■ Requirement
Word for word, print all of the entries below.

(Collected data)
==========
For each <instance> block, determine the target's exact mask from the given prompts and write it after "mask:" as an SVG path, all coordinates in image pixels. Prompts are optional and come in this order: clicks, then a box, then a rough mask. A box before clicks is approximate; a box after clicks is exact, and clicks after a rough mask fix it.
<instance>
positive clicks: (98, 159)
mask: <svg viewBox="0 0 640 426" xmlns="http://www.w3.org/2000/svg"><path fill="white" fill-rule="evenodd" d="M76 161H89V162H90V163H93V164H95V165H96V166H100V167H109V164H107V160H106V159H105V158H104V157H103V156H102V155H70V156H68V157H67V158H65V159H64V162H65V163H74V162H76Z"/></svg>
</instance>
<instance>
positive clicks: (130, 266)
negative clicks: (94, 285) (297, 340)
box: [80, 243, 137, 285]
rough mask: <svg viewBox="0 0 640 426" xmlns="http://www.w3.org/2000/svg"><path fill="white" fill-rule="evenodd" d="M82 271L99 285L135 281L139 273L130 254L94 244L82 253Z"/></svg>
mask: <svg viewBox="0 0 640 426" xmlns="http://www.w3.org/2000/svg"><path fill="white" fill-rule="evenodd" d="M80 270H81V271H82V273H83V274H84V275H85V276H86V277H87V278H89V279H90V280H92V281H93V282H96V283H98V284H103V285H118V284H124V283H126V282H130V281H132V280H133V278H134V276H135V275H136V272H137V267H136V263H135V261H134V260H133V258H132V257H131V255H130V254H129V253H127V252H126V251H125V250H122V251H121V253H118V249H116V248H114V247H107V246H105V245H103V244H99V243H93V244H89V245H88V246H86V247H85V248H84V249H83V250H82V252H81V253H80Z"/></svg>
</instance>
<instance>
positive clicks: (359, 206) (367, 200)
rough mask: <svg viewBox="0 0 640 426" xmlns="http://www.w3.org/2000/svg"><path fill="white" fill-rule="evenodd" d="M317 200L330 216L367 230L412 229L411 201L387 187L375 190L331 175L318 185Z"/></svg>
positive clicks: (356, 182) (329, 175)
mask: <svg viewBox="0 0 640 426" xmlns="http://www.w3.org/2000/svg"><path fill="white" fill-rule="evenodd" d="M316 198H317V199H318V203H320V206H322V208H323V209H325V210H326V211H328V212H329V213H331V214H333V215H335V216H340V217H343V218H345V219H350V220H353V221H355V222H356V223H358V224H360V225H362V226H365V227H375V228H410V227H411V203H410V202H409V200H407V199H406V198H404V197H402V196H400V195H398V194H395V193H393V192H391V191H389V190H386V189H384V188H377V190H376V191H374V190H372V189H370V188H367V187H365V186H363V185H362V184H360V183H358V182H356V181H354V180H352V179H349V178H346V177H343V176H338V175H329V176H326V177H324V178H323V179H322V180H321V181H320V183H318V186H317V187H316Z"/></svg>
==========
■ Exercise output
For each <instance> block, determine the target's exact mask from the given prompts and write it after "mask:" as an SVG path, all coordinates in image pixels. Prompts are optional and come in this order: clicks, then a box, then a rough mask. A box before clicks is approximate; a box after clicks is exact, and clicks after a rough mask fix it.
<instance>
positive clicks: (98, 159)
mask: <svg viewBox="0 0 640 426" xmlns="http://www.w3.org/2000/svg"><path fill="white" fill-rule="evenodd" d="M76 161H89V162H90V163H93V164H95V165H96V166H100V167H109V164H107V160H106V159H105V158H104V157H103V156H102V155H70V156H68V157H67V158H65V159H64V162H65V163H74V162H76Z"/></svg>
</instance>
<instance>
positive clicks: (130, 266)
negative clicks: (94, 285) (297, 340)
box: [80, 243, 137, 285]
rough mask: <svg viewBox="0 0 640 426" xmlns="http://www.w3.org/2000/svg"><path fill="white" fill-rule="evenodd" d="M82 271L99 285L135 281L139 273L130 254L94 244L82 253Z"/></svg>
mask: <svg viewBox="0 0 640 426" xmlns="http://www.w3.org/2000/svg"><path fill="white" fill-rule="evenodd" d="M80 270H81V271H82V273H83V274H84V275H85V276H86V277H87V278H89V279H90V280H92V281H93V282H96V283H98V284H103V285H118V284H124V283H126V282H130V281H132V280H133V278H134V276H135V275H136V272H137V267H136V263H135V261H134V260H133V258H132V257H131V255H130V254H129V253H127V252H126V251H125V250H122V251H121V253H118V249H116V248H114V247H107V246H105V245H103V244H99V243H93V244H89V245H88V246H86V247H85V248H84V249H83V250H82V252H81V253H80Z"/></svg>
</instance>
<instance>
positive clicks: (359, 206) (367, 200)
rough mask: <svg viewBox="0 0 640 426" xmlns="http://www.w3.org/2000/svg"><path fill="white" fill-rule="evenodd" d="M317 200L330 216L367 230L412 229L411 201L387 187L375 190L331 175L318 185Z"/></svg>
positive clicks: (356, 182) (329, 175)
mask: <svg viewBox="0 0 640 426" xmlns="http://www.w3.org/2000/svg"><path fill="white" fill-rule="evenodd" d="M316 198H317V199H318V203H320V206H322V208H323V209H325V210H326V211H328V212H329V213H331V214H333V215H335V216H340V217H343V218H345V219H350V220H353V221H355V222H356V223H358V224H360V225H362V226H365V227H375V228H410V227H411V203H410V202H409V200H407V199H406V198H404V197H402V196H400V195H398V194H395V193H393V192H391V191H389V190H386V189H384V188H377V190H376V191H374V190H372V189H370V188H367V187H365V186H363V185H362V184H360V183H358V182H356V181H354V180H352V179H349V178H346V177H343V176H338V175H329V176H326V177H324V178H323V179H322V180H321V181H320V183H318V186H317V187H316Z"/></svg>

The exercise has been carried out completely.